Work to be completed:
Every entry, from the first line to the last, should be output exactly.

Materials provided:

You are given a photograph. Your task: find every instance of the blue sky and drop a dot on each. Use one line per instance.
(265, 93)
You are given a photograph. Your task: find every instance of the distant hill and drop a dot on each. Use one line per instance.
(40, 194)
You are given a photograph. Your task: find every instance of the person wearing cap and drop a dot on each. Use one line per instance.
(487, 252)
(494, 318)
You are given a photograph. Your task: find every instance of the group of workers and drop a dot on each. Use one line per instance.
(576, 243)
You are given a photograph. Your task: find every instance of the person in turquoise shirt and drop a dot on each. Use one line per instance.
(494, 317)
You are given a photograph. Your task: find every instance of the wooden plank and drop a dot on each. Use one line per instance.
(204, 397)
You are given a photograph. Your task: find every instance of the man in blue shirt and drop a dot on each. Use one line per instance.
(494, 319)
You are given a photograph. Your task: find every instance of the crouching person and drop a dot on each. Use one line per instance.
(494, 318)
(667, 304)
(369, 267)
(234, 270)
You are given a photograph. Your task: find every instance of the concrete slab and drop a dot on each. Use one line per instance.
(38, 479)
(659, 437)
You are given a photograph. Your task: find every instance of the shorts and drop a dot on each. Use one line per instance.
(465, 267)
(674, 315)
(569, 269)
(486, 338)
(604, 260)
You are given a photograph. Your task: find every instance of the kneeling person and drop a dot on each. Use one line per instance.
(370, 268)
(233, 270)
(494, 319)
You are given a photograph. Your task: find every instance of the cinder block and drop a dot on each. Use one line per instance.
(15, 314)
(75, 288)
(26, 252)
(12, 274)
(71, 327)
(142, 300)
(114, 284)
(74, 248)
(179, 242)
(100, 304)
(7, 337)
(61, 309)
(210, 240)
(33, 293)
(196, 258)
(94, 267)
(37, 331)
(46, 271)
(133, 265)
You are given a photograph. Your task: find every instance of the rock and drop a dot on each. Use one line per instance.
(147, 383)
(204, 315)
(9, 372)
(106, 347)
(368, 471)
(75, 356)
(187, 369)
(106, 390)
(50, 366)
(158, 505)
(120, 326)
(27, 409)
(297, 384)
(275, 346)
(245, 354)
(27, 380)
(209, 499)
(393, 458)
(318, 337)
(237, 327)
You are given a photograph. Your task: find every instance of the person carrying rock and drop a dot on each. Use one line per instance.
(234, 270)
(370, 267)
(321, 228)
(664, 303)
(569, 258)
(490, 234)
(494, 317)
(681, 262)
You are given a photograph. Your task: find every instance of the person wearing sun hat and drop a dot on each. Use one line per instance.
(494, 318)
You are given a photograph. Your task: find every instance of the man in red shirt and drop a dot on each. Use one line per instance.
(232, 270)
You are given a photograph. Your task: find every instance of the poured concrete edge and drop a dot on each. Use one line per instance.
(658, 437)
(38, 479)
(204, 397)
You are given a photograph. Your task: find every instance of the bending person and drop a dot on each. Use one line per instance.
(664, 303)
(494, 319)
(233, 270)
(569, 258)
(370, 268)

Task output:
You are given a photograph. Your task: find every instance of the blue sky and drop a dot on each. Use one line per instance.
(265, 93)
You are given a photograph. Your task: find every instance of the distant hill and drop a dot on each. Use one line per instance.
(40, 194)
You are given a photograph. Your task: find every instance of the person wearing cap and drop a dot on each. Use one line per instance.
(487, 252)
(494, 318)
You are given a photograph. Your task: find every instance of the group of workers and drop a dot on each. Use one line per instance.
(576, 243)
You are given a photograph. Your task: find every instance of the person in turquoise shirt and drop a dot on each. Use one line per instance.
(494, 317)
You are given a photograph. Your task: find every instance of the wooden plank and drop a dot on each. Use one line per instance.
(204, 397)
You are given a photograph. Your task: find every instance of the man in blue shirt and drop a dot on each. Use one line per instance.
(494, 319)
You are given a photograph. Your task: find every instance of the crouching person and drop a dot on each. Use one line per instance.
(494, 318)
(667, 304)
(369, 267)
(234, 270)
You are given a photograph. Your task: find every instance of the concrete slab and drop a dot on each. Use one line per instance.
(38, 479)
(659, 437)
You are given a photograph. Your task: find every instance of the shorts and drop a dot on each. Use one line per instance.
(465, 267)
(674, 315)
(569, 269)
(486, 338)
(604, 260)
You are given a photograph. Your task: find every instance of the kneeling person and drop a dot on each. Use one line per instance.
(370, 268)
(233, 270)
(494, 319)
You are given a photograph. Your task: find every instance of the cinder block and drop a dot on each. Use one line per instance.
(15, 314)
(75, 288)
(26, 252)
(12, 274)
(71, 327)
(142, 300)
(114, 284)
(74, 248)
(179, 242)
(100, 304)
(7, 337)
(61, 309)
(210, 240)
(33, 293)
(196, 258)
(94, 267)
(37, 331)
(46, 271)
(133, 265)
You are given a photograph. Your task: find every instance of the rock and drop a dot on each. Use one line per instance.
(147, 383)
(204, 315)
(9, 372)
(106, 347)
(368, 471)
(75, 356)
(187, 369)
(106, 390)
(50, 366)
(158, 505)
(120, 326)
(27, 409)
(297, 384)
(275, 346)
(245, 354)
(27, 380)
(209, 499)
(393, 458)
(318, 337)
(237, 327)
You are given a photograph. Your task: find every instance of the person carrying rock and drop a dot on each. Use one line per instance.
(234, 270)
(370, 267)
(321, 228)
(664, 303)
(569, 258)
(490, 234)
(494, 317)
(681, 262)
You are given a photograph. Your task: find every instance of the person wearing sun hat and drop a dot on each. Use one line per instance.
(494, 318)
You are given a photograph. Your task: find every instance of the man in red shirt and drop a dot on each. Use one line per instance.
(232, 270)
You are given a photograph. Your task: find every instance of the poured concrete edge and drop a dot on each. Use one line per instance.
(658, 437)
(38, 479)
(204, 397)
You are given a photograph. Your task: find every instance of the bending person and drop a dot on each. Use one line per instance.
(664, 303)
(494, 319)
(233, 270)
(569, 258)
(370, 268)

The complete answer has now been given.